● **SOURCE TEXT**
>> start
October 6, 2016
Student Success Initiatives Pay Dividends as Enrollment Decline Stabilizes
MSUB realizes the smallest enrollment decrease in over four-years at 1.4%.
Intentional student success initiatives along with dual-credit growth help meet budget goals.
Aaron Clingingsmith, University Relations, 657-2269
MSU BILLINGS NEWS SERVICES — Montana State University Billings has commenced the 2016-17 academic year with 4,366 students. At its official 15th class-day count, City College enrolled 1,405 students while the University campus had 2,961 students enrolled.
One doesn’t need to delve too far into MSUB’s fall enrollment numbers to see that this summer’s High School Connections initiative – concurrent enrollment for high school students - has shown immediate impact.
Students at West, Senior, Skyview, Central and other schools involved in concurrent enrollment increased from 82 students in 2015 to 247 this fall.
“Students and parents have seen the value of getting a jump-start on a college degree,” commented provost and chief academic officer, Dr. Bob Hoar. “We are excited to see growth in this area as high school teachers and MSUB faculty prepare students for the rigor of college. And, most importantly, we believe their experience will make the decision to choose MSUB an easy one.”
Attracting new students is only one part of the equation. During last fall’s budget and enrollment briefing the MSUB Student Success Committee, led by Vice Provost Dr. Matt Redinger recommended the following steps to help students already attending MSUB meet their academic goals:
- Address high-risk, high-DFWI courses (courses where a high percentage of students earn grades of D, F, W, or I) through active faculty and staff participation in the John Gardner Institute’s Gateways to Completion program.
- Enhance student success in developmental education by ramping up partnered courses while growing proven successful linked/co-requisite course pilots to create student learning communities.
>> end
● **DATASET CONTENT**
>> start
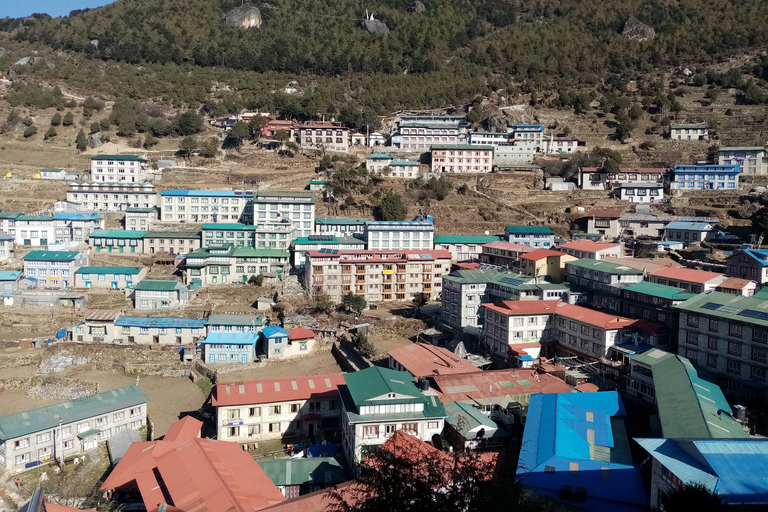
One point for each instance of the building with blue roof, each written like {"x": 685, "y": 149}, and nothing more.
{"x": 706, "y": 177}
{"x": 576, "y": 451}
{"x": 229, "y": 347}
{"x": 734, "y": 469}
{"x": 159, "y": 331}
{"x": 749, "y": 264}
{"x": 689, "y": 232}
{"x": 274, "y": 341}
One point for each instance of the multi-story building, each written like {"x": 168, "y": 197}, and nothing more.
{"x": 691, "y": 280}
{"x": 258, "y": 410}
{"x": 119, "y": 168}
{"x": 530, "y": 135}
{"x": 159, "y": 330}
{"x": 303, "y": 244}
{"x": 406, "y": 169}
{"x": 54, "y": 269}
{"x": 337, "y": 226}
{"x": 75, "y": 227}
{"x": 749, "y": 264}
{"x": 112, "y": 197}
{"x": 108, "y": 278}
{"x": 159, "y": 294}
{"x": 226, "y": 264}
{"x": 640, "y": 192}
{"x": 538, "y": 237}
{"x": 67, "y": 429}
{"x": 594, "y": 250}
{"x": 752, "y": 160}
{"x": 728, "y": 335}
{"x": 377, "y": 402}
{"x": 377, "y": 275}
{"x": 544, "y": 263}
{"x": 200, "y": 206}
{"x": 706, "y": 177}
{"x": 323, "y": 137}
{"x": 447, "y": 158}
{"x": 698, "y": 131}
{"x": 298, "y": 208}
{"x": 139, "y": 219}
{"x": 375, "y": 162}
{"x": 400, "y": 235}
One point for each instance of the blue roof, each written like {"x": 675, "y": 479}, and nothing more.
{"x": 709, "y": 168}
{"x": 274, "y": 331}
{"x": 76, "y": 216}
{"x": 579, "y": 440}
{"x": 207, "y": 193}
{"x": 231, "y": 338}
{"x": 718, "y": 464}
{"x": 9, "y": 275}
{"x": 691, "y": 226}
{"x": 135, "y": 321}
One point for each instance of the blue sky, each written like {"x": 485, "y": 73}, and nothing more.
{"x": 17, "y": 9}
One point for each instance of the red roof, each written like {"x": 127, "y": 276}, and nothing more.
{"x": 540, "y": 254}
{"x": 300, "y": 333}
{"x": 509, "y": 246}
{"x": 422, "y": 360}
{"x": 587, "y": 245}
{"x": 475, "y": 386}
{"x": 186, "y": 428}
{"x": 687, "y": 274}
{"x": 277, "y": 390}
{"x": 196, "y": 475}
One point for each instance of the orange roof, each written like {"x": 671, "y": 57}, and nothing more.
{"x": 687, "y": 274}
{"x": 587, "y": 245}
{"x": 475, "y": 386}
{"x": 422, "y": 360}
{"x": 196, "y": 475}
{"x": 186, "y": 428}
{"x": 300, "y": 333}
{"x": 277, "y": 390}
{"x": 540, "y": 254}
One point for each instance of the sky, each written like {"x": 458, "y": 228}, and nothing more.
{"x": 18, "y": 9}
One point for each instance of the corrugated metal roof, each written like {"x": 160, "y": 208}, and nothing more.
{"x": 42, "y": 418}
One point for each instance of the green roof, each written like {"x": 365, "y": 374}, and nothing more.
{"x": 158, "y": 285}
{"x": 314, "y": 470}
{"x": 604, "y": 266}
{"x": 109, "y": 270}
{"x": 51, "y": 255}
{"x": 228, "y": 227}
{"x": 116, "y": 233}
{"x": 43, "y": 418}
{"x": 725, "y": 305}
{"x": 524, "y": 230}
{"x": 688, "y": 399}
{"x": 660, "y": 290}
{"x": 466, "y": 239}
{"x": 132, "y": 158}
{"x": 462, "y": 147}
{"x": 341, "y": 221}
{"x": 251, "y": 252}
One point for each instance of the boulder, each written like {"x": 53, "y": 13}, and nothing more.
{"x": 375, "y": 27}
{"x": 245, "y": 16}
{"x": 637, "y": 30}
{"x": 416, "y": 7}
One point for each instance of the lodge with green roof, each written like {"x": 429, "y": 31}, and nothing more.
{"x": 68, "y": 429}
{"x": 688, "y": 401}
{"x": 377, "y": 402}
{"x": 112, "y": 278}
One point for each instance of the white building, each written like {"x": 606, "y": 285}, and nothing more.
{"x": 119, "y": 168}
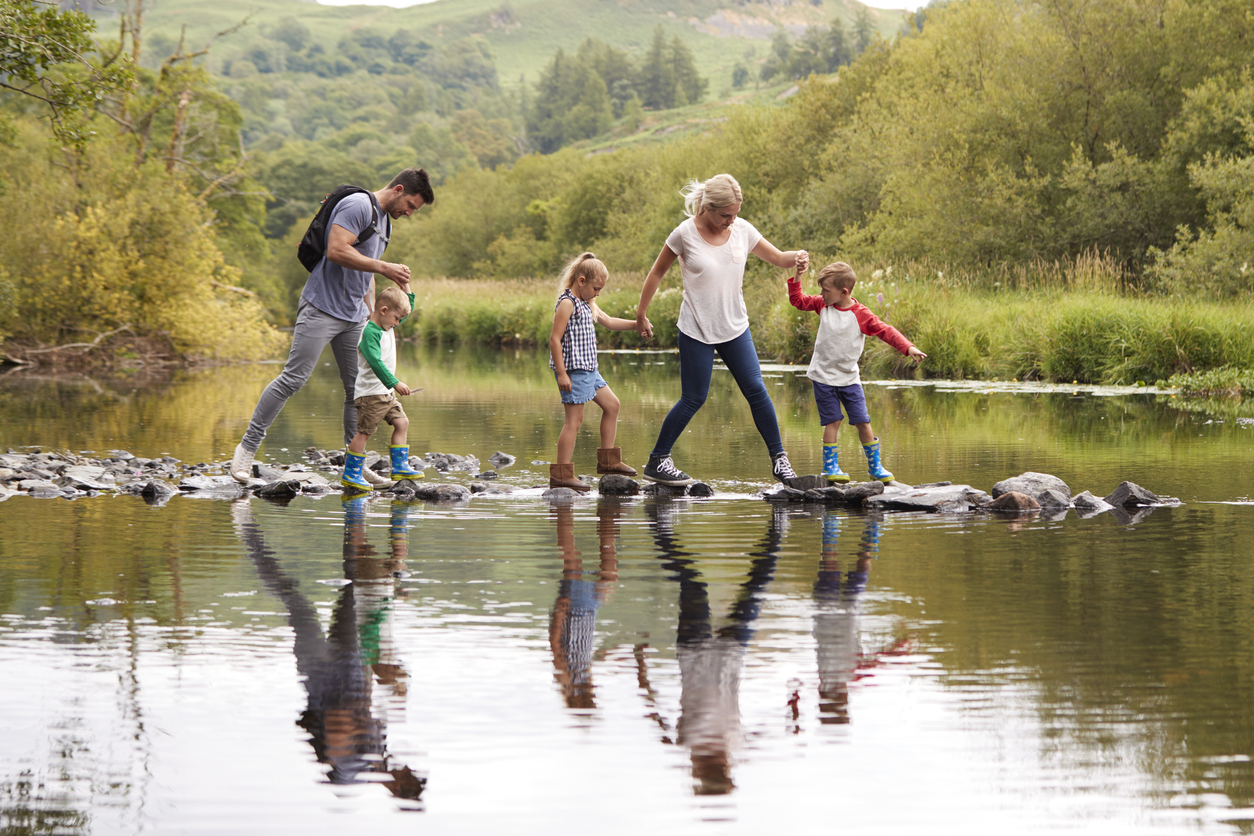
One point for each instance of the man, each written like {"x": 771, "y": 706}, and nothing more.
{"x": 337, "y": 297}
>> end
● **TASK REQUIREMENTS**
**1)** Decide whether each statement below agrees with the MSUB enrollment article, answering yes or no and quoting the words from the article that settle it.
(a) City College enrolled more students this fall than the University campus.
(b) Concurrent enrollment rose from 82 students in 2015 to 247 this fall.
(c) Dr. Bob Hoar led the MSUB Student Success Committee.
**2)** Please quote the MSUB enrollment article word for word, from "October 6, 2016" up to and including "2,961 students enrolled.".

● **PER-TASK OUTPUTS**
**1)**
(a) No: "City College enrolled 1,405 students while the University campus had 2,961 students enrolled."
(b) Yes: "increased from 82 students in 2015 to 247 this fall."
(c) No: "the MSUB Student Success Committee, led by Vice Provost Dr. Matt Redinger"

**2)**
October 6, 2016
Student Success Initiatives Pay Dividends as Enrollment Decline Stabilizes
MSUB realizes the smallest enrollment decrease in over four-years at 1.4%.
Intentional student success initiatives along with dual-credit growth help meet budget goals.
Aaron Clingingsmith, University Relations, 657-2269
MSU BILLINGS NEWS SERVICES — Montana State University Billings has commenced the 2016-17 academic year with 4,366 students. At its official 15th class-day count, City College enrolled 1,405 students while the University campus had 2,961 students enrolled.